● **WORK TO BE COMPLETED**: Without including any images, reproduce each entry exactly.

● **DATASET ENTRIES**:
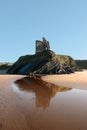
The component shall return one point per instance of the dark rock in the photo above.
(46, 62)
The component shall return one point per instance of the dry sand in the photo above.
(74, 80)
(28, 104)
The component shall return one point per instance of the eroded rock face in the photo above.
(46, 62)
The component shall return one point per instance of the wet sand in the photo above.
(29, 104)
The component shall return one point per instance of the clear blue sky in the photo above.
(62, 22)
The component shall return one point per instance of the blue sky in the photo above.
(62, 22)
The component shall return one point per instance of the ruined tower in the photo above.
(42, 45)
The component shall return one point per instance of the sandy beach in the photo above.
(74, 80)
(29, 104)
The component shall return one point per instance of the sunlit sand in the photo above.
(29, 104)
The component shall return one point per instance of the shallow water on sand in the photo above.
(30, 104)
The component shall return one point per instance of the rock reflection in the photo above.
(44, 91)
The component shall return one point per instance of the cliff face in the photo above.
(46, 62)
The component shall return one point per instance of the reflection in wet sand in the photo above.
(22, 103)
(44, 91)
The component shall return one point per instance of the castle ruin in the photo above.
(42, 45)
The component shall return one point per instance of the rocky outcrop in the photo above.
(46, 62)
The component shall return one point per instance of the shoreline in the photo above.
(76, 80)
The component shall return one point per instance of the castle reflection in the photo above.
(44, 91)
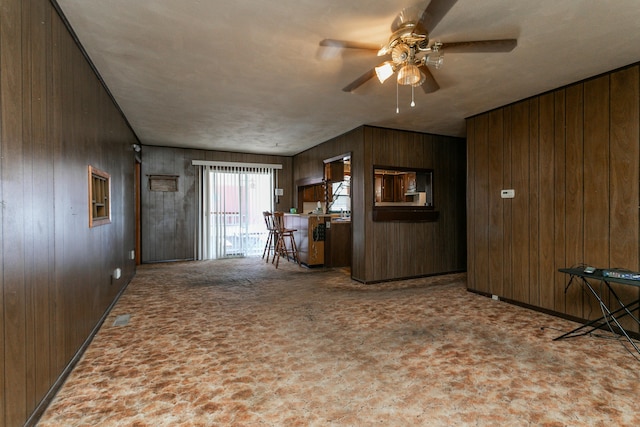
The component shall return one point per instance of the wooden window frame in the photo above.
(99, 188)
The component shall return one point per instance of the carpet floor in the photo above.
(237, 342)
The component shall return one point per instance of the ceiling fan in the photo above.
(412, 51)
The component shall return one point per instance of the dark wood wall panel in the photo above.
(574, 191)
(547, 168)
(573, 158)
(624, 174)
(496, 211)
(560, 203)
(169, 218)
(394, 250)
(481, 203)
(596, 180)
(520, 204)
(440, 245)
(55, 271)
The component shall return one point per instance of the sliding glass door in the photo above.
(233, 198)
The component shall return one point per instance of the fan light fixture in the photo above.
(385, 71)
(409, 75)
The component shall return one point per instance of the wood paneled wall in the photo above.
(410, 249)
(395, 250)
(572, 156)
(169, 218)
(56, 119)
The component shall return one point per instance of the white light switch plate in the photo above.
(508, 194)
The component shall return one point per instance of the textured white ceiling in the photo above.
(249, 76)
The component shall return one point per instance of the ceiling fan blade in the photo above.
(349, 44)
(360, 81)
(503, 45)
(430, 84)
(434, 13)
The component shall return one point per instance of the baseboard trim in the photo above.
(53, 390)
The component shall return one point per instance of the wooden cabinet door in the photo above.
(388, 185)
(378, 187)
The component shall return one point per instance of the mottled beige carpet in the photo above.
(237, 342)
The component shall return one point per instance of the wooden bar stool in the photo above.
(285, 242)
(272, 237)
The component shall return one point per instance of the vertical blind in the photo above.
(231, 199)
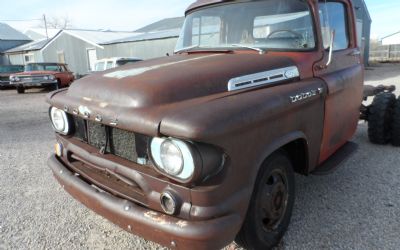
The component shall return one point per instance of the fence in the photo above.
(385, 53)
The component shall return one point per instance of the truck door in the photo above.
(343, 76)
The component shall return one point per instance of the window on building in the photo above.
(61, 56)
(206, 30)
(333, 16)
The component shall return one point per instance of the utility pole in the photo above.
(45, 26)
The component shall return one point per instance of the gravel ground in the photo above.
(357, 207)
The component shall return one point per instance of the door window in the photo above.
(333, 16)
(110, 65)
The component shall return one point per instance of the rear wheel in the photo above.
(396, 124)
(380, 118)
(20, 90)
(271, 205)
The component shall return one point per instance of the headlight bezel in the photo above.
(67, 128)
(191, 159)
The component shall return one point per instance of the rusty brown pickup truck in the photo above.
(41, 75)
(198, 149)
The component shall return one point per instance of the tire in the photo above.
(396, 124)
(380, 118)
(271, 205)
(20, 90)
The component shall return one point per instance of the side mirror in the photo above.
(331, 44)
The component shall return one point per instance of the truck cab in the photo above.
(201, 148)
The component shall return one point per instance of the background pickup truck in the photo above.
(6, 71)
(40, 75)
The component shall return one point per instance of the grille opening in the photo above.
(125, 144)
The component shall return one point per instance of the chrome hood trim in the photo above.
(263, 78)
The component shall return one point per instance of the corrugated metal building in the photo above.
(157, 40)
(77, 48)
(392, 39)
(10, 38)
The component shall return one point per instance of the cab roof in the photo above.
(202, 3)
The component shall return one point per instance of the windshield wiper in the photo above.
(188, 48)
(261, 51)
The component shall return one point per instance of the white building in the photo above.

● **EXERCISE RESPONSE**:
The component shall return one point per instance of the dark rock in the photo above.
(46, 62)
The component shall return one point per instance of the dry sand in the photo above.
(74, 80)
(28, 104)
The component shall return one point per instance of the eroded rock face in the photo above.
(46, 62)
The component shall return one point per instance of the wet sand in the photo above.
(29, 104)
The component shall return one point per instance of the clear blue sky in the photo above.
(62, 22)
The component shall return one point per instance of the blue sky in the photo above.
(62, 22)
The component shall return one point per instance of the ruined tower in the photo above.
(42, 45)
The component shall return one point per instance of the sandy beach in the photo above.
(74, 80)
(29, 104)
The component shall return one point per instance of the sunlit sand in the photo above.
(29, 104)
The component shall return one point per instance of the shallow water on sand in the photo above.
(30, 104)
The component shall return one point per instance of the rock reflection in the photo above.
(44, 91)
The component shall return one point per instance of the cliff face in the photo above.
(46, 62)
The component shall return one point per instance of the reflection in wet sand in the photo above.
(22, 103)
(44, 91)
The component shall return one point per instance of the castle ruin in the photo above.
(42, 45)
The component shall return one point per instance of the rocky outcrop in the photo above.
(46, 62)
The component shall return one point per instance of the shoreline in the photo above.
(76, 80)
The component shall return one point per instance of the castle reflection in the photo above.
(44, 91)
The component shall return one point per instance of the wooden window frame in the photo above.
(99, 188)
The component shall return one point per instance of the carpet floor in the photo above.
(237, 342)
The component shall return one point per instance of the ceiling fan in the photo above.
(412, 51)
The component shall return one point per instance of the dark wood wall panel in the photo above.
(574, 191)
(547, 168)
(573, 158)
(624, 174)
(496, 211)
(560, 203)
(169, 218)
(394, 250)
(481, 203)
(596, 180)
(520, 204)
(440, 245)
(55, 271)
The component shall return one point per instance of the sliding glass door in the photo above.
(233, 198)
The component shall return one point per instance of the fan light fixture in the photo above.
(385, 71)
(409, 75)
The component shall return one point per instance of the wood paneled wall in the photo above.
(410, 249)
(395, 250)
(572, 156)
(169, 218)
(56, 119)
The component shall return one point per instance of the white light switch plate in the photo above.
(508, 194)
The component shall return one point per instance of the textured white ceiling in the photo above.
(249, 76)
The component shall return one point per instance of the ceiling fan blade in the photo above.
(349, 44)
(360, 81)
(503, 45)
(430, 84)
(434, 13)
The component shall return one point per instance of the baseboard trim in the photo above.
(53, 390)
The component shall return one point per instance of the wooden cabinet door in the photo above.
(388, 185)
(378, 187)
The component shall return one point per instance of the mottled beige carpet in the photo above.
(237, 342)
The component shall return one point per instance of the wooden bar stool in the photo above.
(285, 242)
(272, 237)
The component shall return one point per instance of the vertical blind in the photo above.
(231, 199)
The component shall return one point per instance of the fence in the photo above.
(385, 53)
The component shall return one point per instance of the truck door in the photo above.
(343, 76)
The component shall return one point per instance of the window on building in the photo above.
(61, 56)
(206, 30)
(333, 16)
The component shall return one point per instance of the utility pole in the photo above.
(45, 26)
The component shall return one point per instance of the gravel ground in the photo above.
(357, 207)
The component shall return one point per instance of the door window in the photo above.
(333, 16)
(110, 65)
The component shall return one point per instance of the rear wheel in the photo above.
(396, 124)
(380, 118)
(20, 90)
(271, 205)
The component shall return one point per instance of the headlight bezel in the photo above.
(67, 128)
(191, 159)
The component shall return one point per instance of the rusty brown pickup truck in the photo above.
(41, 75)
(198, 149)
The component shall return one point per instance of the tire in the photo above.
(396, 124)
(380, 118)
(271, 205)
(20, 90)
The component shall return one point per instance of the side mirror in the photo above.
(331, 44)
The component shall return one point per instance of the truck cab in the photo above.
(201, 148)
The component shall return one point per instance of the background pickup truck in the photo above.
(6, 71)
(40, 75)
The component shall return one point per instance of the grille opening in the photo above.
(125, 144)
The component shall return one point per instance of the chrome hood trim in the photo above.
(263, 78)
The component shall return one point per instance of the corrugated metal building in the photo above.
(157, 40)
(77, 48)
(392, 39)
(10, 38)
The component shall return one point per instance of the cab roof in the photo above.
(202, 3)
The component shall return one point per instance of the windshield wiper in the photo above.
(188, 48)
(261, 51)
The component shall return one point per instance of the white building in the photo above.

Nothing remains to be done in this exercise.